## Data shown
○ ○ ○ ○ ○ ○ ○

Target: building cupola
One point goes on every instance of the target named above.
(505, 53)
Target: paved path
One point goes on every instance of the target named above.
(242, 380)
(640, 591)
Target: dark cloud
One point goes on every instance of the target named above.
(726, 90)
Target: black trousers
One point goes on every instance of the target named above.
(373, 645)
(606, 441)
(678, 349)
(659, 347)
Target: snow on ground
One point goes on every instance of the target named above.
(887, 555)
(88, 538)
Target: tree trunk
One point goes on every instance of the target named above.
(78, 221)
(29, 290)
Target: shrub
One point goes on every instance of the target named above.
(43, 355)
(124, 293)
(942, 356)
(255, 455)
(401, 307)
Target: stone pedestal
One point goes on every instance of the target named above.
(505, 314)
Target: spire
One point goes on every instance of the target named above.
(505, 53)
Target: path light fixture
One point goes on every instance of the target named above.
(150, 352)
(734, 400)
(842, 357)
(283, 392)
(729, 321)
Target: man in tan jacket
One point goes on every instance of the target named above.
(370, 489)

○ ○ ○ ○ ○ ○ ○

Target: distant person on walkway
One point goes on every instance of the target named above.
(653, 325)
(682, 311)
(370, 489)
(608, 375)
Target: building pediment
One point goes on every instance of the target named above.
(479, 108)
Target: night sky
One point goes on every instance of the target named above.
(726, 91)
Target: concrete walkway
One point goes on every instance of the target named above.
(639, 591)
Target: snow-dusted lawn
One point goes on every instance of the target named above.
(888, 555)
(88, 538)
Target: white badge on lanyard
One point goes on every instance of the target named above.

○ ○ ○ ○ ○ ○ ○

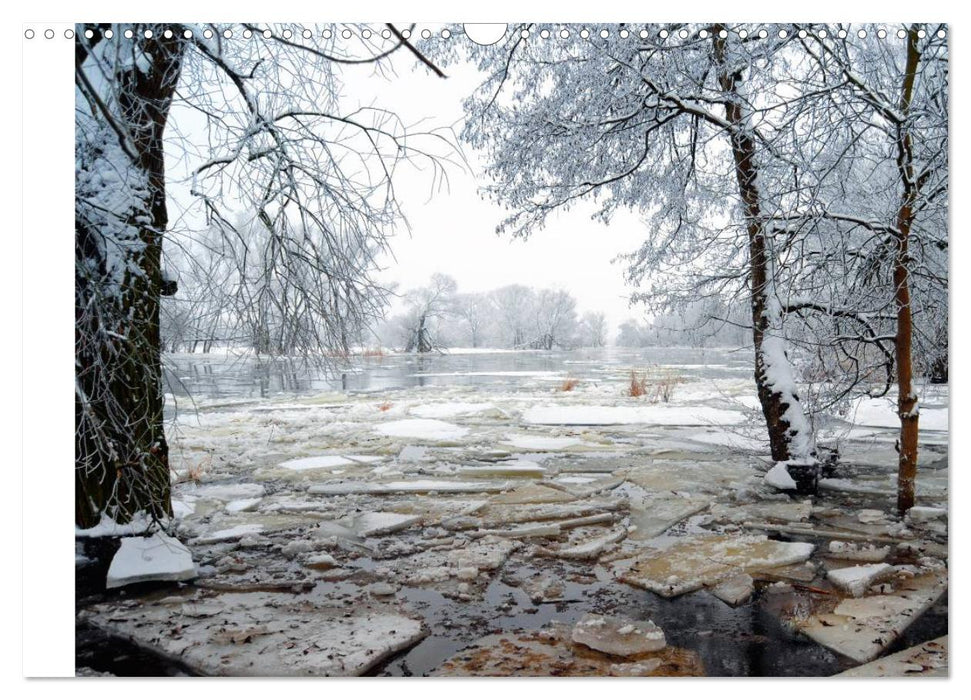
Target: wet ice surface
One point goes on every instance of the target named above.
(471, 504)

○ ○ ○ ○ ○ ○ ○

## What is being asked
Pick out every line in the records that contains the word "walkway". Case counts.

## Answer
Target: distant person on walkway
Target: concrete walkway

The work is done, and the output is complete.